While wages have continued to be low at SOEs, they are even lower in the government. A senior bureaucrat earning less than $200 a month may control big budgets or have immense power over an entire segment of the economy. Meanwhile, his budget slashed, he has been encouraged to use "market economics" to make up the difference. It's not hard to imagine how he might supplement his department's income - and take a small slice for himself in the process.

A few years back I lunched with a senior official at the People's Supreme Court who was leaving to set up his own law firm in Beijing. I asked if China could mitigate corruption by raising civil servants' salaries 50-fold and establishing an effective anti-corruption unit such as in Hong Kong. "Would $100,000 a year be enough for a bureau chief?" I asked. "No," he said. "Even mid-level department heads are provided with cars, drivers, housing subsidies - all the benefits of an iron rice bowl - plus unlimited control of state funds and the power to extract bribes. Even $100,000 wouldn't be enough."

Fei Ming, the managing director of Sekurit Saint-Gobain Shanghai Co., a French-owned auto glass plant, says the key problem is that SOE managers don't know who their shareholders are. "With me, it's clear I report to my boss in France and he reports to the board," he says. "My job is to enhance shareholders' value. When I do that, I get raises and bonuses." For SOE managers or ministry bosses it's difficult to put a face on their owners - the people, the ministry or the party? When they do well, they may or may not be recognized for it. Without a clear picture, many take the simpler route: siphoning off money.

Records from a point labeling set

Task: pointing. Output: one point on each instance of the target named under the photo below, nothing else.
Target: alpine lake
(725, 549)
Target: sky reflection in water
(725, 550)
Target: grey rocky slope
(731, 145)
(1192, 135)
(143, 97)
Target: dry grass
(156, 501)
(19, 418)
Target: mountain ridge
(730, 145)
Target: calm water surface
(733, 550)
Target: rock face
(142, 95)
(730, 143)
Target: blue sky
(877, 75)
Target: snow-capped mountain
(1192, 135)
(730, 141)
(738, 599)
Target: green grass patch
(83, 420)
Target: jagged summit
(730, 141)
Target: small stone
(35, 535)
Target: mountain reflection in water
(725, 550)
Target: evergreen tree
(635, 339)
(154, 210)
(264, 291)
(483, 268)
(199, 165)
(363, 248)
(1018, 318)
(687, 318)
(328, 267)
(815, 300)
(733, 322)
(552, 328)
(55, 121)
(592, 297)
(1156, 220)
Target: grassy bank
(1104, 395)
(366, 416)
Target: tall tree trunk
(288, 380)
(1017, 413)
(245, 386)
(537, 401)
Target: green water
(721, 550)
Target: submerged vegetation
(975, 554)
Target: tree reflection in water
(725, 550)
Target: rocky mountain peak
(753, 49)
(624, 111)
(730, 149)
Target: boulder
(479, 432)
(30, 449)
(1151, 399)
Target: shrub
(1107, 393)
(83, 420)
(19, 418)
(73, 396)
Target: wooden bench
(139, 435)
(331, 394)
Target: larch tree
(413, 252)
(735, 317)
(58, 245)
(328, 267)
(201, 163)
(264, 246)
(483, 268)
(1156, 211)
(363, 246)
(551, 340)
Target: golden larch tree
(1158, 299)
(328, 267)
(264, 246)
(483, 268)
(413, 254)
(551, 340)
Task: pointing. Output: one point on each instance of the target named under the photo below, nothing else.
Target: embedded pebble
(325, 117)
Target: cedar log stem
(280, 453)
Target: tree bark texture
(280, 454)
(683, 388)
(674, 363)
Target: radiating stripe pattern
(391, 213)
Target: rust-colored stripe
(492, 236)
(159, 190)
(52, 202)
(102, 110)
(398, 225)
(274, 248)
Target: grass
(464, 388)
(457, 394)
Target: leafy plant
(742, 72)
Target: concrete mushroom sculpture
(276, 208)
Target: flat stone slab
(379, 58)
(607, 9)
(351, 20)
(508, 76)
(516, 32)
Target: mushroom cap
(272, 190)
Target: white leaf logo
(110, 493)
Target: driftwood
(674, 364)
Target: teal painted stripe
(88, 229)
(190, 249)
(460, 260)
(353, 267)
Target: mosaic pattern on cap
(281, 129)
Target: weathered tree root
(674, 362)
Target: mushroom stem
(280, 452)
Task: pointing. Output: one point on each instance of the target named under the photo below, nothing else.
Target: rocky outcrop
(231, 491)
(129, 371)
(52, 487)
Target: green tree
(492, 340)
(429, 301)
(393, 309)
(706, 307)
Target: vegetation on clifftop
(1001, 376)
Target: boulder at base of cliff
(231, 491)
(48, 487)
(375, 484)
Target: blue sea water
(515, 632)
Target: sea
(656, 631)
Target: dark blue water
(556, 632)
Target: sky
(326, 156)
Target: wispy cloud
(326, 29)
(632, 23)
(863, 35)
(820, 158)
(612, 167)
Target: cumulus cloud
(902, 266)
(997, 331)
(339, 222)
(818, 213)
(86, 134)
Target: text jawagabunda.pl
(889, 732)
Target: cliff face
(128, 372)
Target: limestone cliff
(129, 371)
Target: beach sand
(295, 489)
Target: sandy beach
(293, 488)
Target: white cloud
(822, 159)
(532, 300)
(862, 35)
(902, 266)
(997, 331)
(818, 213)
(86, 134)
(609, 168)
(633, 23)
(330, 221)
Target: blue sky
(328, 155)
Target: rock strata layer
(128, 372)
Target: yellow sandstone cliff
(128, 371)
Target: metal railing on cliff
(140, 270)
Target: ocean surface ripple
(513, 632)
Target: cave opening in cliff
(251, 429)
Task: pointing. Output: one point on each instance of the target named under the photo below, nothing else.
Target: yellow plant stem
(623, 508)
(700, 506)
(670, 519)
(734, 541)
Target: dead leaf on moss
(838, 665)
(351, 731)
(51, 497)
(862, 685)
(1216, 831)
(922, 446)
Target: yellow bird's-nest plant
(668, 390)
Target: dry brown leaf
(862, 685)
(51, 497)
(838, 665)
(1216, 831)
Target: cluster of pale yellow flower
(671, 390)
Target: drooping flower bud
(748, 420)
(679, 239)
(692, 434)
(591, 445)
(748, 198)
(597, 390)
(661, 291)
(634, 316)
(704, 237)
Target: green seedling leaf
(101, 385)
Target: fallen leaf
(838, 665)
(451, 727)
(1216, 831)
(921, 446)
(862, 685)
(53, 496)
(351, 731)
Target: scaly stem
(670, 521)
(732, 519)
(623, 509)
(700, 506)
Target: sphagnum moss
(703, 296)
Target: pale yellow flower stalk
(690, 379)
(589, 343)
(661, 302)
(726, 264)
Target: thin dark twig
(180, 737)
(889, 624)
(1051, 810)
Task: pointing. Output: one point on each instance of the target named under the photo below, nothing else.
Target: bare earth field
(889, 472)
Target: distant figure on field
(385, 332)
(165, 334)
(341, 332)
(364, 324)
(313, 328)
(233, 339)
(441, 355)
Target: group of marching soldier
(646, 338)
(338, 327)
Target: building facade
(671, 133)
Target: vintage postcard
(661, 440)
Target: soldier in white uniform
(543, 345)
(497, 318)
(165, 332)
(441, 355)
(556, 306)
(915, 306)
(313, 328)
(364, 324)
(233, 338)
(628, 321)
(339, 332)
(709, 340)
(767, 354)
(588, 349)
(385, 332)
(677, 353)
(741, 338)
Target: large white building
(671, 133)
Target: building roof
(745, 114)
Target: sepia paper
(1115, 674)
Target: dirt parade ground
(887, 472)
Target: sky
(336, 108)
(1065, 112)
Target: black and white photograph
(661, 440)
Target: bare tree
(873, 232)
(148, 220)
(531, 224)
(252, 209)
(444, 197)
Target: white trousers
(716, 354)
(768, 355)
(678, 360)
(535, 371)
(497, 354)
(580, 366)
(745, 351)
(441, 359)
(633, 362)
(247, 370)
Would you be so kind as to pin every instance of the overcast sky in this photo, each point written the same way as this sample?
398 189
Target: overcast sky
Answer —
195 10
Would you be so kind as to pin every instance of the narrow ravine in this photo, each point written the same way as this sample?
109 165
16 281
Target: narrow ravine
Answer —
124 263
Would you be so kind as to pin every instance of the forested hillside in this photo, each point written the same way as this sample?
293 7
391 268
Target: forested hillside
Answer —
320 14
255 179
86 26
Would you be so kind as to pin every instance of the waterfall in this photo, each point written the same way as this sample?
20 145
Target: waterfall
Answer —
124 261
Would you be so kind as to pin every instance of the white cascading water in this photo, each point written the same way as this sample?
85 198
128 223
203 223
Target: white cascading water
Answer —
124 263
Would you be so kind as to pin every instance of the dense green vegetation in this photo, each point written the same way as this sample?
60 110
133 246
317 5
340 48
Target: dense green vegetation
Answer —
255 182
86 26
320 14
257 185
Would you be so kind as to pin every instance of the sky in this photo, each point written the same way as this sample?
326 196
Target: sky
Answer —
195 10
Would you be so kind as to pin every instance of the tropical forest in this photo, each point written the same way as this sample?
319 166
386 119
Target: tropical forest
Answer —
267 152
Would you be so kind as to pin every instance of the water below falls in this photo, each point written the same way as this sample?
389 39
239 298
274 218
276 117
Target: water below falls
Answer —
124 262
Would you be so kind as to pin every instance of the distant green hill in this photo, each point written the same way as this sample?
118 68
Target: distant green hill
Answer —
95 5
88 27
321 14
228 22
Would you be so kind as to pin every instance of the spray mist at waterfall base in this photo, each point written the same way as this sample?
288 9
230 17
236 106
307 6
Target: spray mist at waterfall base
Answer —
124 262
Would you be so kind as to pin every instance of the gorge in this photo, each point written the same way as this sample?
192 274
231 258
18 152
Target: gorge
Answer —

> [THE TASK]:
Go on with the passage about corruption and pay in China's state enterprises and government, starting after its last sentence. These lines are not needed for what comes next.

> [EXERCISE ANSWER]:
To defeat corruption, the party must seriously move forward with political reforms. These include: separating itself from the civil service and the People's Liberation Army; instituting rigorous civil-service examinations; turning SOEs into shareholding companies owned and run by their employees. At the same time, China must boost public-sector salaries tremendously while clamping down on corrupt officials. And lastly, it must create a basic social safety net so that the ex-SOEs can lay off people to restructure without causing social or political instability.

The party can achieve all of this step by step and still avoid its greatest nightmare - losing its status as the ruling party. It just needs the political will. For without political reforms, China's economic reforms will ultimately fail.

ALLEN T. CHENG is Asiaweek's Senior Correspondent (Greater China)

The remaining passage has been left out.